(Data listing)
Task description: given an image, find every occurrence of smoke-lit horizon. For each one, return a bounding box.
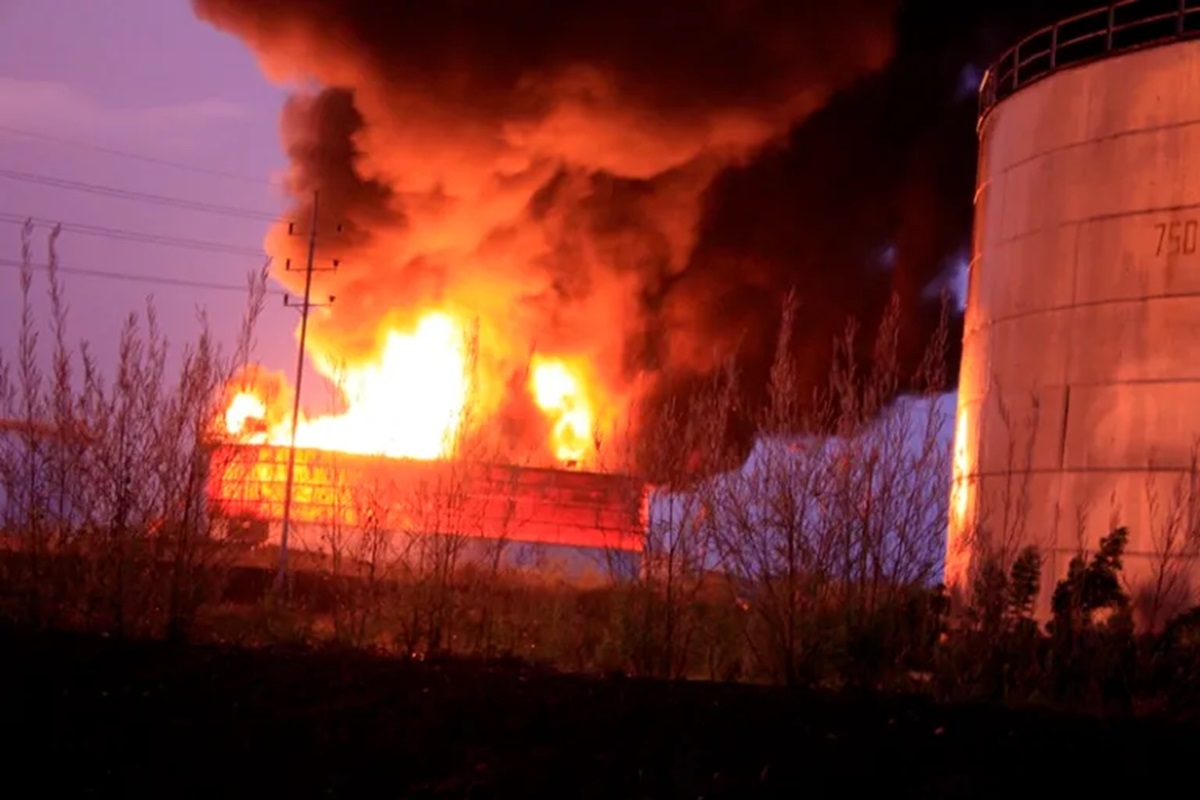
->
[184,0,1060,472]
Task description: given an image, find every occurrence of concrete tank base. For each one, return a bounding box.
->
[947,40,1200,625]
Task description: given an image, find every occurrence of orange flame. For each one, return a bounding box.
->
[224,311,596,465]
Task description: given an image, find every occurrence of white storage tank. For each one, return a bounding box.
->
[947,0,1200,624]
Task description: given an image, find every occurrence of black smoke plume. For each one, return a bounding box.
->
[193,0,1089,474]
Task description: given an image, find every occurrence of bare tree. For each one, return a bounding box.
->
[0,220,265,636]
[710,297,949,682]
[1134,439,1200,631]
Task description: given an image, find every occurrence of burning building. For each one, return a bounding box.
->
[208,444,648,578]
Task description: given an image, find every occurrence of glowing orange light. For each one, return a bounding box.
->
[529,357,593,462]
[224,311,595,465]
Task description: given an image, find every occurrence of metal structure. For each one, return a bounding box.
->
[947,0,1200,622]
[208,444,648,563]
[979,0,1200,124]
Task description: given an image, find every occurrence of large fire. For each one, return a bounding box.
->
[224,311,598,467]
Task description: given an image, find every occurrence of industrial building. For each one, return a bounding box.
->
[208,444,648,579]
[947,0,1200,624]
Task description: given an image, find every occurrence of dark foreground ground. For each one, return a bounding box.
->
[0,632,1200,799]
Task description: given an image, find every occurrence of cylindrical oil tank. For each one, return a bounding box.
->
[947,1,1200,625]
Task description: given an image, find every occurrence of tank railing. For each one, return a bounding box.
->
[979,0,1200,124]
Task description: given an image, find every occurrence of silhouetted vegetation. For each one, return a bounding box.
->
[0,226,1200,734]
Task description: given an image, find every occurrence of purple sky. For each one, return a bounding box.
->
[0,0,296,383]
[0,0,953,431]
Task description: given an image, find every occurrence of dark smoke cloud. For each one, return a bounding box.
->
[193,0,1080,474]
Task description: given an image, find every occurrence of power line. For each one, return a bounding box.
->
[0,125,283,187]
[0,258,286,296]
[0,169,286,222]
[0,211,266,258]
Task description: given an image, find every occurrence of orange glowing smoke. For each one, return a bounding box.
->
[224,312,596,465]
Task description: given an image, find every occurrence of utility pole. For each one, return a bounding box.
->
[275,192,337,591]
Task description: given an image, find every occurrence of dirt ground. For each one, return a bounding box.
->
[0,631,1200,799]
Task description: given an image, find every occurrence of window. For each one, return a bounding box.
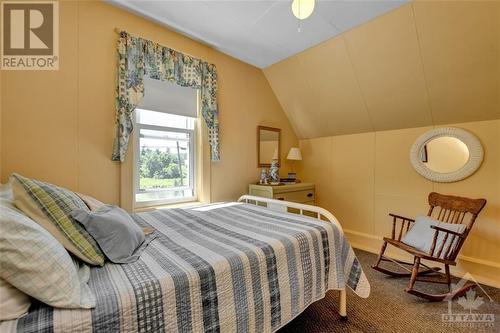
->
[135,109,196,206]
[134,78,198,207]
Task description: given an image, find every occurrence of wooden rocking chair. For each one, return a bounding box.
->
[372,192,486,302]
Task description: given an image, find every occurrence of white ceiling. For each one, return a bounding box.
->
[108,0,409,68]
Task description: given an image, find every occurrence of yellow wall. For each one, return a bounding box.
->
[264,1,500,139]
[299,120,500,286]
[0,1,298,204]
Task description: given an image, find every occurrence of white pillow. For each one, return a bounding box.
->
[401,216,465,258]
[0,200,95,308]
[0,279,31,321]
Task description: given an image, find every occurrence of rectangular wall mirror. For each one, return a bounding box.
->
[257,126,281,167]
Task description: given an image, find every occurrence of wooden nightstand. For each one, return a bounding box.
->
[248,183,316,205]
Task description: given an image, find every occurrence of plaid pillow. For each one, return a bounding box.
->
[12,174,104,266]
[0,198,96,308]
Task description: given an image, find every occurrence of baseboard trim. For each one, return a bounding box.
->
[344,229,500,288]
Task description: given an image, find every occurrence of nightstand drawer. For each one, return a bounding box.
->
[273,190,315,203]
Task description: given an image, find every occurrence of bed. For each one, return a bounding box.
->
[0,196,370,332]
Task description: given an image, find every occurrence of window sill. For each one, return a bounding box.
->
[134,200,203,213]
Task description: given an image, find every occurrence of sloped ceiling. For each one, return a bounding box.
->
[106,0,409,68]
[264,1,500,138]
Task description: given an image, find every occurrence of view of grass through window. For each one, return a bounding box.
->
[135,110,194,202]
[139,146,189,191]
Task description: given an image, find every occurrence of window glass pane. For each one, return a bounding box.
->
[136,109,195,129]
[136,129,194,202]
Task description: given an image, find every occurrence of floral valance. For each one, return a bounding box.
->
[112,31,220,162]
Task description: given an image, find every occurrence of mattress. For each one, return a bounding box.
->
[0,203,370,332]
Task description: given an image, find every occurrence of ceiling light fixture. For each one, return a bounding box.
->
[292,0,315,20]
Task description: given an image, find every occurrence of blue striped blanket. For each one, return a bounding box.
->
[0,204,370,332]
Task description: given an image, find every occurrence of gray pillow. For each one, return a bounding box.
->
[71,205,145,264]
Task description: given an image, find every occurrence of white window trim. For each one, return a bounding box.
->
[133,110,198,208]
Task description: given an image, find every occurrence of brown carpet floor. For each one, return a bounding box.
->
[279,250,500,333]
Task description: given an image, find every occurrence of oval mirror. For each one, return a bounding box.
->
[410,127,483,182]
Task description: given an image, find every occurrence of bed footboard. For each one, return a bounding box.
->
[238,195,347,319]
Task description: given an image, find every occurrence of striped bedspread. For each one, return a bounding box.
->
[0,204,370,332]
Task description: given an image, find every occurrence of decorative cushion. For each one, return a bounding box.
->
[71,205,145,263]
[401,216,465,258]
[0,201,95,308]
[12,174,104,266]
[75,193,105,211]
[0,279,31,321]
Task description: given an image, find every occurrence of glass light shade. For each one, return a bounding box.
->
[286,147,302,161]
[292,0,315,20]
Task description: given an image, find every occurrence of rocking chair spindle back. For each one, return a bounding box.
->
[372,192,486,301]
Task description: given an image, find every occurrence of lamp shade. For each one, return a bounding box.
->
[286,147,302,161]
[272,149,278,160]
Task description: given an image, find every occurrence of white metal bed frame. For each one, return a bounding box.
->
[238,195,347,319]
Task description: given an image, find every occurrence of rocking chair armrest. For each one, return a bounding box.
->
[389,213,415,222]
[389,213,415,241]
[431,225,465,238]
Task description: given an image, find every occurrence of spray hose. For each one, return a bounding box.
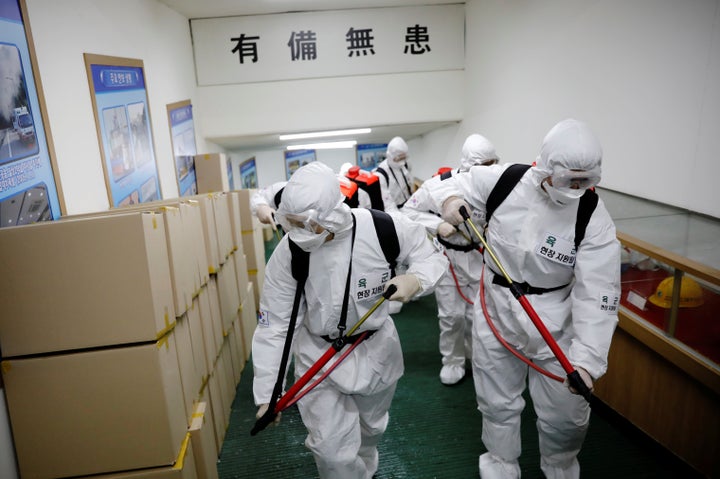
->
[459,206,592,402]
[250,284,397,436]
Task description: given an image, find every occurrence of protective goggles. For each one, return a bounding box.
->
[275,210,322,233]
[473,158,498,166]
[551,169,600,190]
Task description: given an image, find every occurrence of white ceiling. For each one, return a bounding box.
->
[159,0,464,150]
[160,0,465,18]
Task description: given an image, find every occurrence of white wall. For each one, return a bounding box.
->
[22,0,720,217]
[27,0,222,214]
[462,0,720,217]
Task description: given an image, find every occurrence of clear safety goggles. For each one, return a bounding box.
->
[551,169,600,190]
[275,210,322,233]
[474,159,498,166]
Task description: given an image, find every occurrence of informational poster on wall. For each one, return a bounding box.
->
[356,143,387,171]
[167,100,197,196]
[84,53,162,206]
[285,150,317,180]
[0,0,62,227]
[240,156,258,189]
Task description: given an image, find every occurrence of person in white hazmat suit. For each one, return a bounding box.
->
[400,134,498,386]
[250,172,370,230]
[252,162,447,479]
[374,136,413,211]
[433,119,620,479]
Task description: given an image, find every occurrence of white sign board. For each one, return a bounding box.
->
[190,4,465,86]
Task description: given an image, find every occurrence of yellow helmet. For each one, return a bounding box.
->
[648,276,704,308]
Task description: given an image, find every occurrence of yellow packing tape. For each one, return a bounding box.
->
[173,432,190,471]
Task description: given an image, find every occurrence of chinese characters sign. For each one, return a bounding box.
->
[191,5,465,86]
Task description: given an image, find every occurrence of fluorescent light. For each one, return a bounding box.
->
[286,140,357,150]
[280,128,372,140]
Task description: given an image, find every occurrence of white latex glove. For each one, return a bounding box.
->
[565,367,593,394]
[255,205,277,229]
[387,274,422,303]
[255,403,282,426]
[438,221,457,238]
[442,196,472,226]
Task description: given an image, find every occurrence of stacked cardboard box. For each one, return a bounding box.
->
[195,153,231,193]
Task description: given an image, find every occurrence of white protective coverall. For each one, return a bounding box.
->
[252,162,447,479]
[250,172,370,228]
[400,134,498,385]
[433,120,620,479]
[375,136,413,211]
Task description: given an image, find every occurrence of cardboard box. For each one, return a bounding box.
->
[205,372,228,451]
[241,283,258,360]
[189,401,219,479]
[217,261,240,336]
[237,188,259,230]
[195,153,230,193]
[185,295,209,386]
[2,332,187,479]
[233,251,250,304]
[233,320,252,378]
[173,314,202,426]
[180,199,210,290]
[248,267,265,307]
[0,212,175,358]
[83,433,199,479]
[198,284,222,376]
[213,193,235,264]
[162,206,194,317]
[193,194,220,274]
[242,223,265,272]
[225,191,243,254]
[226,318,245,387]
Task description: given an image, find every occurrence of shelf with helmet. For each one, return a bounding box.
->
[594,232,720,475]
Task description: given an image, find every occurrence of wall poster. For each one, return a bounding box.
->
[240,156,258,189]
[84,53,162,206]
[355,143,387,171]
[167,100,197,196]
[285,150,317,180]
[0,0,65,227]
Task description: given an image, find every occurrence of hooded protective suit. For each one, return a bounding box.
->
[401,134,498,385]
[252,162,447,479]
[375,136,413,211]
[432,120,620,478]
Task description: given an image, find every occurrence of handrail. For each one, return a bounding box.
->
[617,231,720,286]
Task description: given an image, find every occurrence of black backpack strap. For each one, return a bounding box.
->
[268,238,310,422]
[343,188,360,208]
[375,166,390,185]
[485,163,530,223]
[575,189,598,251]
[273,186,285,209]
[368,210,400,276]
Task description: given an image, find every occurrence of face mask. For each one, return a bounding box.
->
[543,182,586,206]
[288,228,330,253]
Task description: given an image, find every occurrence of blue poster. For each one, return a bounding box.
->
[0,0,61,227]
[86,54,161,206]
[240,157,258,189]
[168,102,197,196]
[285,150,316,180]
[357,143,387,171]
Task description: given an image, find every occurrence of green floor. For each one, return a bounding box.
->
[218,238,699,479]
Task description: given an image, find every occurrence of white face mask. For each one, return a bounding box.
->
[543,182,586,206]
[288,228,330,253]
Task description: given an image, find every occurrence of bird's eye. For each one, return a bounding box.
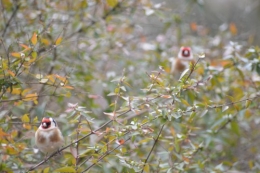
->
[182,50,190,57]
[42,122,51,129]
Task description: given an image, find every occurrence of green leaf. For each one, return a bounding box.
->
[179,69,190,80]
[231,121,240,135]
[54,166,76,173]
[32,51,37,58]
[246,100,252,108]
[22,114,30,123]
[107,0,118,8]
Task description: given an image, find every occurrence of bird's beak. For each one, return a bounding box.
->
[42,123,47,127]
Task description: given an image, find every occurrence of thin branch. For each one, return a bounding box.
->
[148,68,163,92]
[141,124,165,173]
[82,137,131,173]
[2,4,21,37]
[184,58,201,83]
[28,96,160,171]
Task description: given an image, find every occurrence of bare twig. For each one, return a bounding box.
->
[82,137,131,172]
[141,124,165,173]
[2,3,21,37]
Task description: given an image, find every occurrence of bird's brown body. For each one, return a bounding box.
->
[171,47,194,74]
[35,118,64,153]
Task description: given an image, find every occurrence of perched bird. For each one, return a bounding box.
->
[35,117,64,155]
[171,47,194,73]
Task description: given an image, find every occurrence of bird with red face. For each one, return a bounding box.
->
[35,117,64,155]
[171,47,194,74]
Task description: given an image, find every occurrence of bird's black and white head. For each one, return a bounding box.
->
[40,117,57,130]
[178,47,193,61]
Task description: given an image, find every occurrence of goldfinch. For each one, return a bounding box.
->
[171,47,194,73]
[35,117,64,155]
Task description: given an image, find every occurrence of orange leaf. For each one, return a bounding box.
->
[41,38,50,46]
[23,93,38,101]
[64,86,74,90]
[116,139,125,145]
[55,37,62,45]
[23,123,32,130]
[0,128,9,137]
[11,52,21,58]
[56,74,67,82]
[31,32,37,45]
[7,70,15,77]
[229,23,237,35]
[19,44,31,49]
[190,22,197,31]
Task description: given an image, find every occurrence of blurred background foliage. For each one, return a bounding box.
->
[0,0,260,172]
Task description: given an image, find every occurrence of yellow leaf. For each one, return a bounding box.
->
[23,123,32,130]
[21,114,30,123]
[229,23,237,35]
[32,51,37,58]
[7,70,15,77]
[11,52,21,58]
[55,37,62,45]
[23,93,38,101]
[31,32,37,45]
[22,88,31,96]
[144,164,150,172]
[107,0,118,8]
[64,86,74,90]
[56,74,67,82]
[181,99,190,106]
[19,44,31,50]
[0,128,9,138]
[54,166,76,173]
[41,38,50,46]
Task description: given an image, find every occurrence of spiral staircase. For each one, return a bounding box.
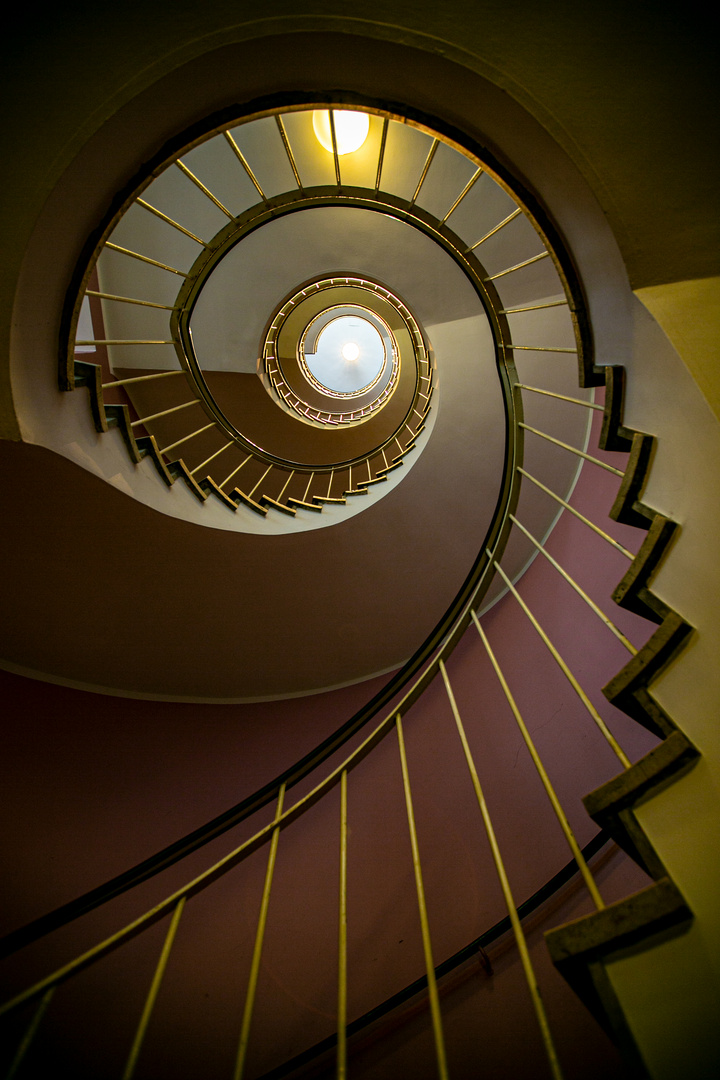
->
[3,98,696,1078]
[2,6,716,1080]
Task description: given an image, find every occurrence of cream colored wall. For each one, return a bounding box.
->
[635,278,720,417]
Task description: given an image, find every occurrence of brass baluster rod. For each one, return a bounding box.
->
[375,117,390,195]
[232,784,285,1080]
[336,769,348,1080]
[440,166,483,225]
[159,420,215,454]
[395,713,448,1080]
[5,986,55,1080]
[122,896,187,1080]
[190,438,235,476]
[247,464,272,499]
[517,465,635,558]
[85,288,175,311]
[464,626,604,912]
[440,661,562,1080]
[275,114,302,191]
[175,161,235,221]
[277,469,295,502]
[131,397,200,428]
[498,300,568,315]
[508,514,638,657]
[518,386,604,413]
[505,345,578,353]
[487,551,630,769]
[135,199,209,247]
[105,240,188,278]
[76,338,175,346]
[518,421,625,476]
[219,454,253,487]
[223,132,268,203]
[410,138,440,207]
[103,367,185,390]
[465,206,522,252]
[327,109,342,187]
[485,252,549,281]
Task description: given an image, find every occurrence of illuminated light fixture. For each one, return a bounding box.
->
[313,109,370,154]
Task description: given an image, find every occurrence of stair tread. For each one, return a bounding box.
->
[287,496,323,514]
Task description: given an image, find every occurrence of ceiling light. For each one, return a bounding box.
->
[313,109,370,154]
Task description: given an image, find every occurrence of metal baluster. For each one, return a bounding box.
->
[247,464,272,499]
[465,206,522,252]
[395,713,448,1080]
[190,438,235,475]
[232,783,285,1080]
[462,611,604,910]
[436,677,562,1080]
[337,769,348,1080]
[485,252,549,281]
[103,367,185,390]
[440,167,483,225]
[76,338,175,345]
[223,132,268,203]
[517,465,635,558]
[85,288,175,311]
[5,986,56,1080]
[158,420,215,454]
[518,421,625,476]
[275,116,302,191]
[105,240,188,278]
[375,117,390,195]
[131,397,200,428]
[508,514,638,656]
[496,551,630,769]
[218,454,253,487]
[518,386,604,413]
[136,199,209,247]
[175,161,235,221]
[122,896,187,1080]
[498,299,568,315]
[327,109,342,187]
[410,138,440,206]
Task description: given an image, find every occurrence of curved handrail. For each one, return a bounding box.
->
[0,358,521,957]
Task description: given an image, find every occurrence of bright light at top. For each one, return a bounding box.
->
[342,341,359,360]
[313,109,370,154]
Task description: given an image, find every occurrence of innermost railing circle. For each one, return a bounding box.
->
[299,305,393,397]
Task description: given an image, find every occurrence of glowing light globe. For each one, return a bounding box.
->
[313,109,370,154]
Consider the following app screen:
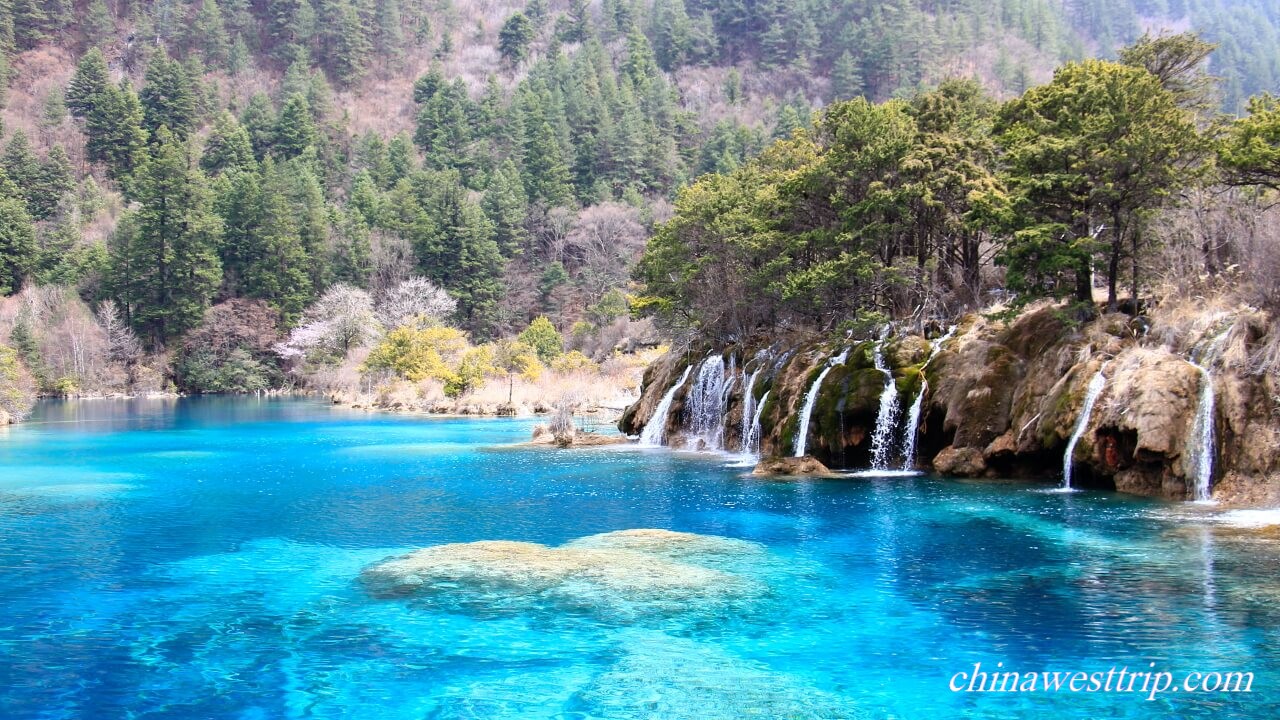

### What you are asked to do
Reproduce the entries from the line containing "flame. For each one, return a bounding box." through the line containing "[0,226,1200,734]", swapping "bounding box" for "rectangular region" and keeping everything else unchanged.

### Answer to this exercise
Task description: given an image, find every occurrence of orange flame. For each one, return a rectangular region.
->
[224,311,596,465]
Task description: given an image, find every occurrence of white storage tank. For each one, return a rectangular region.
->
[947,0,1200,624]
Task description: given an image, find every occurrence of black smoke plume. For each one, return a rectangular region.
->
[193,0,1089,474]
Task description: given an image, find every occurrence of bare tree. For each one, return a rectangular region.
->
[0,220,265,636]
[710,297,949,682]
[1134,439,1200,631]
Task description: given an image, find every occurrence of burning building. For each one, return a rectangular region.
->
[208,444,648,578]
Task description: given an image, find every occurrence of glowing orange light. For each one, return a rectangular region.
->
[529,357,593,462]
[224,311,595,465]
Task description: given an image, find every occurrence of metal structure. For each one, return a rectangular region.
->
[947,0,1200,622]
[208,444,648,563]
[979,0,1200,124]
Task description: given an image, find every occurrence of large fire. For each one, return a rectangular region.
->
[224,311,598,467]
Task description: given an image, find every occurrence of industrial building. For each one, return a rectangular region.
->
[208,444,648,579]
[947,0,1200,624]
Task description: given an image, find every occurrence of dark foreground ground. For each one, return a rectangular region.
->
[0,632,1200,799]
Task description: given an image, find every occurrence of cylindrical oil tank. For each one, return a rectangular region.
->
[947,1,1200,625]
Task description: given an image, find every occurrence of tank railing. For each one, return a rectangular region.
->
[979,0,1200,124]
Task description: given an image, find every occurrence of silhouetted vegetation. For each one, return a rectangular region.
->
[0,226,1200,734]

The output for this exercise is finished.